**Supplied passage:**
::::::::::
Should the site slow right down and be unable to connect once 90% of RAM is used?

HJW

Active member
My site had a spike this morning larger than normal (1000+ people as reported by google A). It begain to slow down and some pages it just said couldn't connect to the site.

Should this have happened for 4gb and 2 cpus on digital ocean VPS? The site didn't go offline, but I did update it to 8gb of ram, by the time the site came back online the spike was gone so couldn't test it.

On XF 2.1 and thought there was better guest caching? Or is there more I need to do to stop a spike of guests bringing down the site?
 
The CPU usage didn't go up that high during the spike - 10% used. It was the memory that was close to being out.

Ok thanks will update it, it's a shame that the spike only happens infrequently (usually 300-400 max people) and caching pages for visitors would resolve it
 
8 GB4 vCPUs50 GB5 TB$80/mo
$0.119/hr

Should be enough.
When spike happens again.
Thanks, where is that option? I have these two that are half the price but one has way less disk usage - the other way more

8 GB 4 vCPUs 25 GB $40/mo $0.060/hr
8 GB 4 vCPUs 160 GB $40/mo $0.060/hr
 
Ah I see those are the CPU Optimized Droplets, didn't realise XF needed something that powerful!
::::::::::
(Some entries)

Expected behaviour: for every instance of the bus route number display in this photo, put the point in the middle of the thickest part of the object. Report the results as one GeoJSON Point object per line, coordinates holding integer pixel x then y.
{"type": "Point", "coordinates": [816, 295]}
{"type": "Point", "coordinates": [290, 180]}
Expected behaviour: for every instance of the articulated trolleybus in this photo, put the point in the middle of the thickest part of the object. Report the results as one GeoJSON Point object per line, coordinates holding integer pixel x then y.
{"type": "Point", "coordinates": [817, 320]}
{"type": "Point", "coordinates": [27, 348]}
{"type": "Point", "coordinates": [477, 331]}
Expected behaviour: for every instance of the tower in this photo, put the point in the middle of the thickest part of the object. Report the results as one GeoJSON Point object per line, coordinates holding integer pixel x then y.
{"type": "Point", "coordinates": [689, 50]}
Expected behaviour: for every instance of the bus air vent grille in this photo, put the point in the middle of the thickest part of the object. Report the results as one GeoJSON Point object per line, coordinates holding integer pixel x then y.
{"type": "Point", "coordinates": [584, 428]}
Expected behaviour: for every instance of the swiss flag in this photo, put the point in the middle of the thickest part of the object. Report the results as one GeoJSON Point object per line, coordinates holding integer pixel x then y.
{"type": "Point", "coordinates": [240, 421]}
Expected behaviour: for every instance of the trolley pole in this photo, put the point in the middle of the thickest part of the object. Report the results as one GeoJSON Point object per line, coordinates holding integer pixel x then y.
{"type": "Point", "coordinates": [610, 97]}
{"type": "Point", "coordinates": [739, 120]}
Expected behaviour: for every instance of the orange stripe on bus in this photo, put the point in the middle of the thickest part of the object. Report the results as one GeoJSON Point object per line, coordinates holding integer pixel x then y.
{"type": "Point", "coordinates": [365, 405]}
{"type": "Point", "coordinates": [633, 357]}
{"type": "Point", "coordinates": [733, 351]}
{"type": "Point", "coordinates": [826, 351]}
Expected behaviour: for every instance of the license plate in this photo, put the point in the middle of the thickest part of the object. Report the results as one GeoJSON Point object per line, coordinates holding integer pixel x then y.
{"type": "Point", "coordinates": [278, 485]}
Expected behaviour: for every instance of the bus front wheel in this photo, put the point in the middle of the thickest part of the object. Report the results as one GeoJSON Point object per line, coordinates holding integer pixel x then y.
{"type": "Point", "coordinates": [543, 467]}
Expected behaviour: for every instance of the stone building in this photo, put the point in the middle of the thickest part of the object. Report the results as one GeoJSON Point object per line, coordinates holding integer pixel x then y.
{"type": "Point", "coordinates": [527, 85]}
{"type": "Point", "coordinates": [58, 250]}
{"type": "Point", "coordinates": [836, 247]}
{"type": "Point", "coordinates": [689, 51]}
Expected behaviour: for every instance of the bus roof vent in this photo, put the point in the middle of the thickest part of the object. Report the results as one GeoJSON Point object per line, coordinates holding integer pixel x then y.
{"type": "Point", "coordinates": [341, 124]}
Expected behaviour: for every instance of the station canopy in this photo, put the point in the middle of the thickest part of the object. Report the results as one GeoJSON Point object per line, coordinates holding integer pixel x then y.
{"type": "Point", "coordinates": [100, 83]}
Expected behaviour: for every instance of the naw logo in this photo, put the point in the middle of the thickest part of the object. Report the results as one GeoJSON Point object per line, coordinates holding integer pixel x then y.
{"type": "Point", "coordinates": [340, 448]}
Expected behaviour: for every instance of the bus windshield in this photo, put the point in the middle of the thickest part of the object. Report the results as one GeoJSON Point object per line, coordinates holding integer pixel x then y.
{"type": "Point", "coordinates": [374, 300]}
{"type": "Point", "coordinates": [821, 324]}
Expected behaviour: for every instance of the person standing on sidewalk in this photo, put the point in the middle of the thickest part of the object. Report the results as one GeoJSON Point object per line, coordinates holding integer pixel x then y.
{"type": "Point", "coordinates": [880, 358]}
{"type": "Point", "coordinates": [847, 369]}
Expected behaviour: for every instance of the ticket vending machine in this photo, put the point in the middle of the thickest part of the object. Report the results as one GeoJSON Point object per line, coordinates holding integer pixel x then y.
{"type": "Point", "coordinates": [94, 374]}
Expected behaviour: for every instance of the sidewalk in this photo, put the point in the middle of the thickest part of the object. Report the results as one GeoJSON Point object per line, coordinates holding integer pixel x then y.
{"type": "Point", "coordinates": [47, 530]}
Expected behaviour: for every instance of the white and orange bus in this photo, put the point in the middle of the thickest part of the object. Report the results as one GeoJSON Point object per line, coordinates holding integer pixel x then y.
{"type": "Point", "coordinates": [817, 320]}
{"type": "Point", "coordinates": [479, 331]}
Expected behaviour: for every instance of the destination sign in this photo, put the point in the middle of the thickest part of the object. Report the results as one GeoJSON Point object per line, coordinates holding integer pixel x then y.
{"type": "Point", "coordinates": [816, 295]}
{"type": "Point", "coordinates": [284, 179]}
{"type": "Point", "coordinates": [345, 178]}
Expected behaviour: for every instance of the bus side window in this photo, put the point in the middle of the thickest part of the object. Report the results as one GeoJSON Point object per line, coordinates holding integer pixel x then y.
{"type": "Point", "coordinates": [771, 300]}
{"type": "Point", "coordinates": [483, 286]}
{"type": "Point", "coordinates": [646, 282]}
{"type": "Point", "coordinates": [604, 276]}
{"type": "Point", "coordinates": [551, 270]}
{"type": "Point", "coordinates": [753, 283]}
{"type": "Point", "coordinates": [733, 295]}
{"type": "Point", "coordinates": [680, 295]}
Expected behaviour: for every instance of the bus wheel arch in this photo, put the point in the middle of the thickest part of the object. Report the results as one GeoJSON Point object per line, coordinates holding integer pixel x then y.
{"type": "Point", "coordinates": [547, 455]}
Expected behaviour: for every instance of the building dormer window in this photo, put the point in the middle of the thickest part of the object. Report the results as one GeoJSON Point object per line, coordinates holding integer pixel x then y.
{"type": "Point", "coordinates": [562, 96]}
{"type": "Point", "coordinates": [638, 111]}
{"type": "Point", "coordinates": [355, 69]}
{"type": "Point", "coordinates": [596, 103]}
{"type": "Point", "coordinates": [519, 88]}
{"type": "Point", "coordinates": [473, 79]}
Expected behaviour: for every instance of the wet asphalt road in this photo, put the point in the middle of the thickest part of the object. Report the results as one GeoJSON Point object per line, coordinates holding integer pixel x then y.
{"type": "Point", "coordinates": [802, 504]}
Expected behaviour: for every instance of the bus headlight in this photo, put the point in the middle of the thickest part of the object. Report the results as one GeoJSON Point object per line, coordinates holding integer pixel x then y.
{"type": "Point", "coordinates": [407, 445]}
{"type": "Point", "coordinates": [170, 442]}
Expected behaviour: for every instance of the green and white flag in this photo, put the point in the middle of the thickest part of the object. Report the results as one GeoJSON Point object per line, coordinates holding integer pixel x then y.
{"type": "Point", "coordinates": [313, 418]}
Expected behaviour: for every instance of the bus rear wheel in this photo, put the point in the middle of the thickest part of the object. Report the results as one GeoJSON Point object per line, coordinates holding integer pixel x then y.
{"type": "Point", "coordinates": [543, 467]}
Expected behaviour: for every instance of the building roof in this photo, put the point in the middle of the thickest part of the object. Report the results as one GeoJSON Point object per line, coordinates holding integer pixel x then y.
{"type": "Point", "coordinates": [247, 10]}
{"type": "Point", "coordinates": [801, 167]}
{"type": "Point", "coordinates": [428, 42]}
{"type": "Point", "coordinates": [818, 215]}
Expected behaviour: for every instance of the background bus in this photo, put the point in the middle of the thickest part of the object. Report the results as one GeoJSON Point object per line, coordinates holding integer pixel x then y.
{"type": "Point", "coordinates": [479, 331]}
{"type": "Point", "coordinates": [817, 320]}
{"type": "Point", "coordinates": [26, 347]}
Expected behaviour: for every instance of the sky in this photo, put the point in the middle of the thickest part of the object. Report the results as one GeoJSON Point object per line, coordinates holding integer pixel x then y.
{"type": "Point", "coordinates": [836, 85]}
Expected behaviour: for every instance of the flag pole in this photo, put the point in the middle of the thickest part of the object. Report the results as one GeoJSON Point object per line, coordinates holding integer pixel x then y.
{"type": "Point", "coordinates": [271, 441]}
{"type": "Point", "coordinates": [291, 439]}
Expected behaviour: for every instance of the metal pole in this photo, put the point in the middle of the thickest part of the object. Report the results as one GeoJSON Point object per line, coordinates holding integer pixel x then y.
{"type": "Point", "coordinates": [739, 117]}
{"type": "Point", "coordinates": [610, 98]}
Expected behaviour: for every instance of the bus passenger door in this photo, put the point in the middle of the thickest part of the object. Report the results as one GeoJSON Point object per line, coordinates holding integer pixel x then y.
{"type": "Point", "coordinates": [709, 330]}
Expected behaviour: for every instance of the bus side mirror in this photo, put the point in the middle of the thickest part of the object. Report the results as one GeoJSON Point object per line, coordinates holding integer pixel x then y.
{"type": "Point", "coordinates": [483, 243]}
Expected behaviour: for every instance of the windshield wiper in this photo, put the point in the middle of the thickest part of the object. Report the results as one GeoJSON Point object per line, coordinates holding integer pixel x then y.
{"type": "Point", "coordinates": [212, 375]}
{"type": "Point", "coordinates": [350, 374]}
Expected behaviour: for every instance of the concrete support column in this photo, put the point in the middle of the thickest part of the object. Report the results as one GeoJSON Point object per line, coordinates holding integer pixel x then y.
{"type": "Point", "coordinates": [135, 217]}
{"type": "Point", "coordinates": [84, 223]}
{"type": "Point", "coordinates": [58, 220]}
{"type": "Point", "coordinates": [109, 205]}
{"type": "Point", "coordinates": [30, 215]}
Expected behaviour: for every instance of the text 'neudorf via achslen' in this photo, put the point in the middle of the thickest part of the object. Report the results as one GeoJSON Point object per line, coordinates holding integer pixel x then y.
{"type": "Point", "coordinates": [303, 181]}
::::::::::
Return the full forum thread about the site slowing down during a traffic spike, reproducing it word for word.

Should the site slow right down and be unable to connect once 90% of RAM is used?

HJW

Active member
My site had a spike this morning larger than normal (1000+ people as reported by google A). It begain to slow down and some pages it just said couldn't connect to the site.

Should this have happened for 4gb and 2 cpus on digital ocean VPS? The site didn't go offline, but I did update it to 8gb of ram, by the time the site came back online the spike was gone so couldn't test it.

On XF 2.1 and thought there was better guest caching? Or is there more I need to do to stop a spike of guests bringing down the site?
 
The CPU usage didn't go up that high during the spike - 10% used. It was the memory that was close to being out.

Ok thanks will update it, it's a shame that the spike only happens infrequently (usually 300-400 max people) and caching pages for visitors would resolve it
 
8 GB4 vCPUs50 GB5 TB$80/mo
$0.119/hr

Should be enough.
When spike happens again.
Thanks, where is that option? I have these two that are half the price but one has way less disk usage - the other way more

8 GB 4 vCPUs 25 GB $40/mo $0.060/hr
8 GB 4 vCPUs 160 GB $40/mo $0.060/hr
 
Ah I see those are the CPU Optimized Droplets, didn't realise XF needed something that powerful!